_Texte fourni_.
----
Les dirigeants de la République arabe sahraouie démocratique viennent d’attribuer des concessions pétrolières aux multinationales. Elles espèrent ainsi faire pression sur le Maroc, toujours aussi inflexible dans les négociations. Le 17 mai 2005, à Londres, un représentant du gouvernement de la République arabe sahraouie démocratique (RASD) annonçait l’octroi de concessions pour la recherche d’hydrocarbures dans le Sahara-Occidental. Les permis concernaient six zones sur la terre ferme et douze dans l’Atlantique, au large du Sahara. Le projet, conçu conformément aux règles et aux pratiques habituelles dans l’industrie du pétrole, respectait scrupuleusement les directives de l’ONU pour les opérations de ce type dans les territoires non autonomes, ce qui s’applique au Sahara étant donné que la décolonisation n’a pas été suivie d’un référendum sur l’autodétermination.
----
_Tâche demandée a_.
Repérez toutes les lignes contenant le mot « Target », en tenant compte des majuscules et des minuscules, et recopiez-les.
Les lignes ci-dessous n'ont aucun lien avec le texte.

_Données de l'exercice_.
----
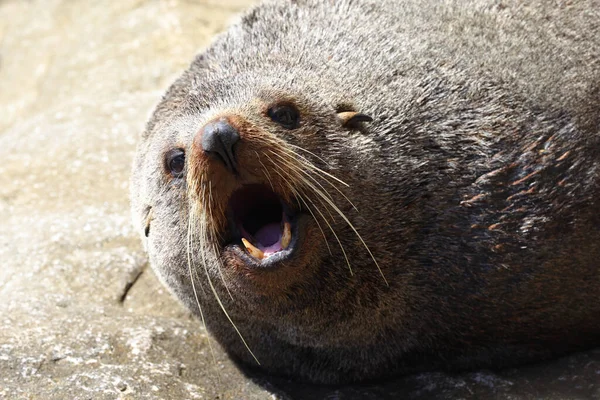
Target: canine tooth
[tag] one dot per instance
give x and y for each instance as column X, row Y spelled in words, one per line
column 286, row 237
column 254, row 252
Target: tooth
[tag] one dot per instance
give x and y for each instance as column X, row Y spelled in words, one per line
column 254, row 252
column 286, row 238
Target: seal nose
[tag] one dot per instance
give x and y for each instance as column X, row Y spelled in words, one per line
column 218, row 138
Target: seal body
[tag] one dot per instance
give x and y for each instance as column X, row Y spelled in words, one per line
column 348, row 190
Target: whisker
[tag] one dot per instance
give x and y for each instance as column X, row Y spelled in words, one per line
column 299, row 196
column 203, row 227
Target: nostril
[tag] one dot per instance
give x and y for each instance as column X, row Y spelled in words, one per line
column 219, row 138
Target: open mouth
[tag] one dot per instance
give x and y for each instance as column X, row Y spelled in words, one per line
column 262, row 225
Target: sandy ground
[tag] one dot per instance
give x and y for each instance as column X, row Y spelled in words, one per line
column 81, row 314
----
_Tâche demandée b_.
Recopiez le passage du texte sur les concessions pétrolières au Sahara-Occidental qui commence par « Les dirigeants de » et se termine par « référendum sur l’autodétermination. », en renommant « Londres » en « Genève ».

_Réponse a_.
Target: canine tooth
Target: tooth
Target: seal nose
Target: seal body
Target: whisker
Target: nostril
Target: open mouth
Target: sandy ground

_Réponse b_.
Les dirigeants de la République arabe sahraouie démocratique viennent d’attribuer des concessions pétrolières aux multinationales. Elles espèrent ainsi faire pression sur le Maroc, toujours aussi inflexible dans les négociations. Le 17 mai 2005, à Genève, un représentant du gouvernement de la République arabe sahraouie démocratique (RASD) annonçait l’octroi de concessions pour la recherche d’hydrocarbures dans le Sahara-Occidental. Les permis concernaient six zones sur la terre ferme et douze dans l’Atlantique, au large du Sahara. Le projet, conçu conformément aux règles et aux pratiques habituelles dans l’industrie du pétrole, respectait scrupuleusement les directives de l’ONU pour les opérations de ce type dans les territoires non autonomes, ce qui s’applique au Sahara étant donné que la décolonisation n’a pas été suivie d’un référendum sur l’autodétermination.